[[ SOURCE DATA, beginning ]]

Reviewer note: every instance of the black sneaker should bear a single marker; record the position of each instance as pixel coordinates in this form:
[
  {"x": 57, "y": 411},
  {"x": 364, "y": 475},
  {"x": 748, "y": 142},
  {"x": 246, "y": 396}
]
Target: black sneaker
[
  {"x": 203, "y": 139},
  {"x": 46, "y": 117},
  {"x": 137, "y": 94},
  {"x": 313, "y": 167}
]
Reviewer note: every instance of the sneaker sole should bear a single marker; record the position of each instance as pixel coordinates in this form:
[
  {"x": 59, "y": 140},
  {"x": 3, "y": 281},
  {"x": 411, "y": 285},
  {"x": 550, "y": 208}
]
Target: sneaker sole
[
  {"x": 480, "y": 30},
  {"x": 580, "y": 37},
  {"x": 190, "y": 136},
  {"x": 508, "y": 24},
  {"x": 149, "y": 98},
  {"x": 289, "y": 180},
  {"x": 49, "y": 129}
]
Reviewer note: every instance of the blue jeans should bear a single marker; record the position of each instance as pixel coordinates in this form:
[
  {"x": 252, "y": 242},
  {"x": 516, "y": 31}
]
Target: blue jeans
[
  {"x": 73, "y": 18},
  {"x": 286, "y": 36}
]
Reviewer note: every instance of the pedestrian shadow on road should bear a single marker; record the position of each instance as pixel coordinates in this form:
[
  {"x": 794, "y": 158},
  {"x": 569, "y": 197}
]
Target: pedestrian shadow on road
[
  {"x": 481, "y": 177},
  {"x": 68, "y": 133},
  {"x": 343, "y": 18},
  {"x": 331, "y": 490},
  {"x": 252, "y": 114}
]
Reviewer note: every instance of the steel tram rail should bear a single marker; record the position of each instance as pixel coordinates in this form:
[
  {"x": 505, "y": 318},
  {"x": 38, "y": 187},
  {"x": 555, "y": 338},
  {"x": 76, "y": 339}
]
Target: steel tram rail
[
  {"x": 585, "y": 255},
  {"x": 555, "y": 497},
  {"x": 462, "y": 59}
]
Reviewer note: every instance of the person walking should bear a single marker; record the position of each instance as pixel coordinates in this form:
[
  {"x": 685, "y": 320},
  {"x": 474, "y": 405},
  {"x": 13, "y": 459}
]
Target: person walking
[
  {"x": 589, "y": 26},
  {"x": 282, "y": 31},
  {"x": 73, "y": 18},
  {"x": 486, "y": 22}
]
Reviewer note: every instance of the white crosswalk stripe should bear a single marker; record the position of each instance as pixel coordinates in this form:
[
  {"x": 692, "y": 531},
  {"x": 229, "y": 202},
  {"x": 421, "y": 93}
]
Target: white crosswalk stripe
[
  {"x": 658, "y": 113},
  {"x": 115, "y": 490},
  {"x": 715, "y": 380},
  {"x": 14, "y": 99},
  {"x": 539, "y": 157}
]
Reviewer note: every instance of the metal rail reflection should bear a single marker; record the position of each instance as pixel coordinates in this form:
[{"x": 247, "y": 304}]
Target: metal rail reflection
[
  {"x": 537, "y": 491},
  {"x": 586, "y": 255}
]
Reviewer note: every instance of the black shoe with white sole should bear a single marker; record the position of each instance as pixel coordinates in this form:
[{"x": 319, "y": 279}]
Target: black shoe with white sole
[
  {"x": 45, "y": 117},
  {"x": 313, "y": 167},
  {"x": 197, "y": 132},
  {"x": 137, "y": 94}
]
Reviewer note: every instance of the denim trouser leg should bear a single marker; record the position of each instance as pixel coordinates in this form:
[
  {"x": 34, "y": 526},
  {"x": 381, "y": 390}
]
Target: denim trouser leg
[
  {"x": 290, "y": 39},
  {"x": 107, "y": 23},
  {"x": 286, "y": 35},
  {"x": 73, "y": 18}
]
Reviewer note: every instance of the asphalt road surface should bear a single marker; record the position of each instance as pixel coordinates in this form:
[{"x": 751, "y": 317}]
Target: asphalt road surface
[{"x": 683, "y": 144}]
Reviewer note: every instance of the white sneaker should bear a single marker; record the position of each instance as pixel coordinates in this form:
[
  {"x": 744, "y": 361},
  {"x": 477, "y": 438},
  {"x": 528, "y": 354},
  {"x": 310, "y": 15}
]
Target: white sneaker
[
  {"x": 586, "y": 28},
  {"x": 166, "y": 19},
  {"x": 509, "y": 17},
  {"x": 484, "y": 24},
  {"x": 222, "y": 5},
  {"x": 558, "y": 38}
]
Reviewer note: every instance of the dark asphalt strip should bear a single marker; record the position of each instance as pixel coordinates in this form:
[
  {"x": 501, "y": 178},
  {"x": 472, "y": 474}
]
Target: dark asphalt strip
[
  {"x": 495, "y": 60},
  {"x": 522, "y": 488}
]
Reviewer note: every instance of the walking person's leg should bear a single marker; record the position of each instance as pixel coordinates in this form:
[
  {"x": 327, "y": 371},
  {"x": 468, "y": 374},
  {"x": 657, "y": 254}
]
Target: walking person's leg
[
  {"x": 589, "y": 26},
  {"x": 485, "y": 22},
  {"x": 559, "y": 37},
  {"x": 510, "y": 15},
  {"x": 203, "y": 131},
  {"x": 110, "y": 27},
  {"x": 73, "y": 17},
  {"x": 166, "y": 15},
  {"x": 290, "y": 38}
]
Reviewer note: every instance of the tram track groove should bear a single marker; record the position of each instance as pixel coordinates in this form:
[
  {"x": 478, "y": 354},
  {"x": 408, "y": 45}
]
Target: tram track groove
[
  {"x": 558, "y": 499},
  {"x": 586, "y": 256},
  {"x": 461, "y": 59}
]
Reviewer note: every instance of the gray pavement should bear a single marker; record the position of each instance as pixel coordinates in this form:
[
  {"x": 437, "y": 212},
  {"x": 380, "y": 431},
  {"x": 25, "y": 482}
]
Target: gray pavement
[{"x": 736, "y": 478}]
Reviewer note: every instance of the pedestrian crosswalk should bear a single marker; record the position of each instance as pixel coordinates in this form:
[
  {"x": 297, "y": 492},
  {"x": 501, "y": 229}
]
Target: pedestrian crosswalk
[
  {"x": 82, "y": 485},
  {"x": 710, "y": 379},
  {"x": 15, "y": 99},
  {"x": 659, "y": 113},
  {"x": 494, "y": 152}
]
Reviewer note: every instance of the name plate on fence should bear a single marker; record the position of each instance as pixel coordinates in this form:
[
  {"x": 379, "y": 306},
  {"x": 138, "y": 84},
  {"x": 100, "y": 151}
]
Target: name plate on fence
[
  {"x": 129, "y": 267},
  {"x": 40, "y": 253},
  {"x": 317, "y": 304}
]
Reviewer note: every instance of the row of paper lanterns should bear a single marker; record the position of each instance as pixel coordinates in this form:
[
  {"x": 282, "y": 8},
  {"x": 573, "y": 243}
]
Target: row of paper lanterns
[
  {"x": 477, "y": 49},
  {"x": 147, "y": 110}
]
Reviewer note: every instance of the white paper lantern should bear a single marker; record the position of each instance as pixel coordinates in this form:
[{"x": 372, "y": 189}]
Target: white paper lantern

[[ SOURCE DATA, end ]]

### EXERCISE DETAILS
Reproduce the data. Keep it exact.

### YOUR RESPONSE
Reviewer note: every instance of the black sneaker should bear a single marker; record the position of each instance as pixel coordinates in this form:
[
  {"x": 57, "y": 411},
  {"x": 364, "y": 475},
  {"x": 748, "y": 142},
  {"x": 246, "y": 396}
]
Target: black sneaker
[
  {"x": 203, "y": 139},
  {"x": 46, "y": 117},
  {"x": 137, "y": 94},
  {"x": 313, "y": 167}
]
Reviewer note: every instance of the sneaker sole should bear a single marker; record the position of each instance as pixel coordinates in this form:
[
  {"x": 59, "y": 140},
  {"x": 3, "y": 281},
  {"x": 411, "y": 285},
  {"x": 550, "y": 208}
]
Target: sneaker sole
[
  {"x": 480, "y": 30},
  {"x": 580, "y": 37},
  {"x": 190, "y": 136},
  {"x": 508, "y": 24},
  {"x": 149, "y": 98},
  {"x": 289, "y": 180},
  {"x": 49, "y": 129}
]
Reviewer note: every instance of the blue jeans should bear a single marker; record the position of each instance as pixel coordinates in this form:
[
  {"x": 252, "y": 242},
  {"x": 516, "y": 31}
]
Target: blue jeans
[
  {"x": 73, "y": 18},
  {"x": 286, "y": 36}
]
Reviewer note: every instance of the pedestrian shadow on road should bear a single marker; record the position of each instance as pixel coordinates in this form:
[
  {"x": 794, "y": 158},
  {"x": 569, "y": 197}
]
Target: pedestrian shadow on road
[
  {"x": 481, "y": 177},
  {"x": 68, "y": 133},
  {"x": 343, "y": 18},
  {"x": 331, "y": 490},
  {"x": 252, "y": 114}
]
Reviewer note: every instance of the steel tram rail should bear a single marker; record the position of each instance as pixel coordinates in this form:
[
  {"x": 505, "y": 318},
  {"x": 38, "y": 187},
  {"x": 555, "y": 338},
  {"x": 76, "y": 339}
]
Target: steel tram rail
[
  {"x": 585, "y": 255},
  {"x": 555, "y": 497},
  {"x": 462, "y": 59}
]
Reviewer note: every instance of the person walking should bear a single marker; record the position of each instance as pixel coordinates in this form:
[
  {"x": 685, "y": 320},
  {"x": 474, "y": 405},
  {"x": 13, "y": 459}
]
Target: person walking
[
  {"x": 589, "y": 26},
  {"x": 282, "y": 31},
  {"x": 73, "y": 18},
  {"x": 486, "y": 22}
]
Reviewer note: every instance of the white crosswalk stripe should bear a single marker; record the position of each instance as pixel coordinates in this form:
[
  {"x": 692, "y": 531},
  {"x": 229, "y": 202},
  {"x": 421, "y": 93}
]
Target: white crosswalk stripe
[
  {"x": 658, "y": 113},
  {"x": 115, "y": 490},
  {"x": 715, "y": 380},
  {"x": 14, "y": 99},
  {"x": 539, "y": 157}
]
Reviewer note: every instance of the metal rail reflection should bear a single marker; record the position of each instance as pixel coordinates in this form:
[{"x": 247, "y": 304}]
Target: metal rail reflection
[
  {"x": 537, "y": 491},
  {"x": 586, "y": 255}
]
Reviewer note: every instance of the black shoe with white sole should bear a single marker; record the position of each instance as pixel coordinates in this form:
[{"x": 319, "y": 279}]
Target: black shoe with white sole
[
  {"x": 45, "y": 117},
  {"x": 313, "y": 167},
  {"x": 197, "y": 132},
  {"x": 137, "y": 94}
]
Reviewer note: every instance of the denim trouser leg should bear a single marker; record the position of each instance as pixel coordinates in this form:
[
  {"x": 34, "y": 526},
  {"x": 381, "y": 390}
]
Target: denim trouser leg
[
  {"x": 290, "y": 39},
  {"x": 107, "y": 23},
  {"x": 286, "y": 35},
  {"x": 73, "y": 18}
]
Reviewer note: every instance of the asphalt road surface should bear a single marker; record the position of each instance as pixel coordinates in this form:
[{"x": 751, "y": 317}]
Target: asphalt road surface
[{"x": 683, "y": 144}]
Reviewer note: every instance of the white sneaker should bear a single marker; record the position of each instance as pixel coordinates in this form:
[
  {"x": 744, "y": 361},
  {"x": 477, "y": 438},
  {"x": 528, "y": 354},
  {"x": 310, "y": 15}
]
Target: white sneaker
[
  {"x": 586, "y": 28},
  {"x": 166, "y": 19},
  {"x": 509, "y": 17},
  {"x": 484, "y": 24},
  {"x": 222, "y": 5},
  {"x": 558, "y": 38}
]
Reviewer note: every instance of the dark asphalt strip should bear a single marker; record the position of each instance as pixel coordinates in this form:
[
  {"x": 501, "y": 178},
  {"x": 472, "y": 474}
]
Target: dark asphalt strip
[
  {"x": 495, "y": 60},
  {"x": 522, "y": 488}
]
Reviewer note: every instance of the walking person's leg should bear a single marker; record the position of each instance as pixel coordinates in this form:
[
  {"x": 327, "y": 371},
  {"x": 468, "y": 374},
  {"x": 657, "y": 254}
]
Target: walking person's leg
[
  {"x": 589, "y": 26},
  {"x": 485, "y": 22},
  {"x": 559, "y": 37},
  {"x": 510, "y": 15},
  {"x": 203, "y": 131},
  {"x": 110, "y": 27},
  {"x": 73, "y": 17},
  {"x": 166, "y": 15},
  {"x": 290, "y": 38}
]
Reviewer note: every instance of the tram track groove should bear a single marker; record the position of each instance as pixel coordinates in this form:
[
  {"x": 478, "y": 354},
  {"x": 408, "y": 45}
]
Target: tram track groove
[
  {"x": 558, "y": 499},
  {"x": 586, "y": 256},
  {"x": 461, "y": 59}
]
Reviewer note: every instance of the gray pavement should bear a single marker; record the position of each instance as pixel coordinates in this form:
[
  {"x": 437, "y": 212},
  {"x": 380, "y": 431},
  {"x": 25, "y": 482}
]
Target: gray pavement
[{"x": 736, "y": 478}]
Reviewer note: every instance of the pedestrian crosswalk should bear a single marker; record the position of each instance as pixel coordinates in this form:
[
  {"x": 297, "y": 492},
  {"x": 501, "y": 229}
]
Target: pedestrian crosswalk
[
  {"x": 82, "y": 485},
  {"x": 710, "y": 379},
  {"x": 15, "y": 99},
  {"x": 659, "y": 113},
  {"x": 494, "y": 152}
]
Reviewer note: every instance of the name plate on fence should bear a single marker; record the position of each instance as pixel coordinates in this form:
[
  {"x": 379, "y": 306},
  {"x": 138, "y": 84},
  {"x": 100, "y": 151}
]
Target: name plate on fence
[
  {"x": 129, "y": 267},
  {"x": 40, "y": 253},
  {"x": 317, "y": 304}
]
Reviewer note: every instance of the row of paper lanterns should bear a single marker; record the position of each instance as pixel coordinates in this form:
[
  {"x": 282, "y": 8},
  {"x": 573, "y": 243}
]
Target: row of paper lanterns
[
  {"x": 477, "y": 49},
  {"x": 147, "y": 110}
]
Reviewer note: every instance of the white paper lantern should bear a single marker; record the position of each instance as pixel coordinates in this form:
[{"x": 372, "y": 189}]
Target: white paper lantern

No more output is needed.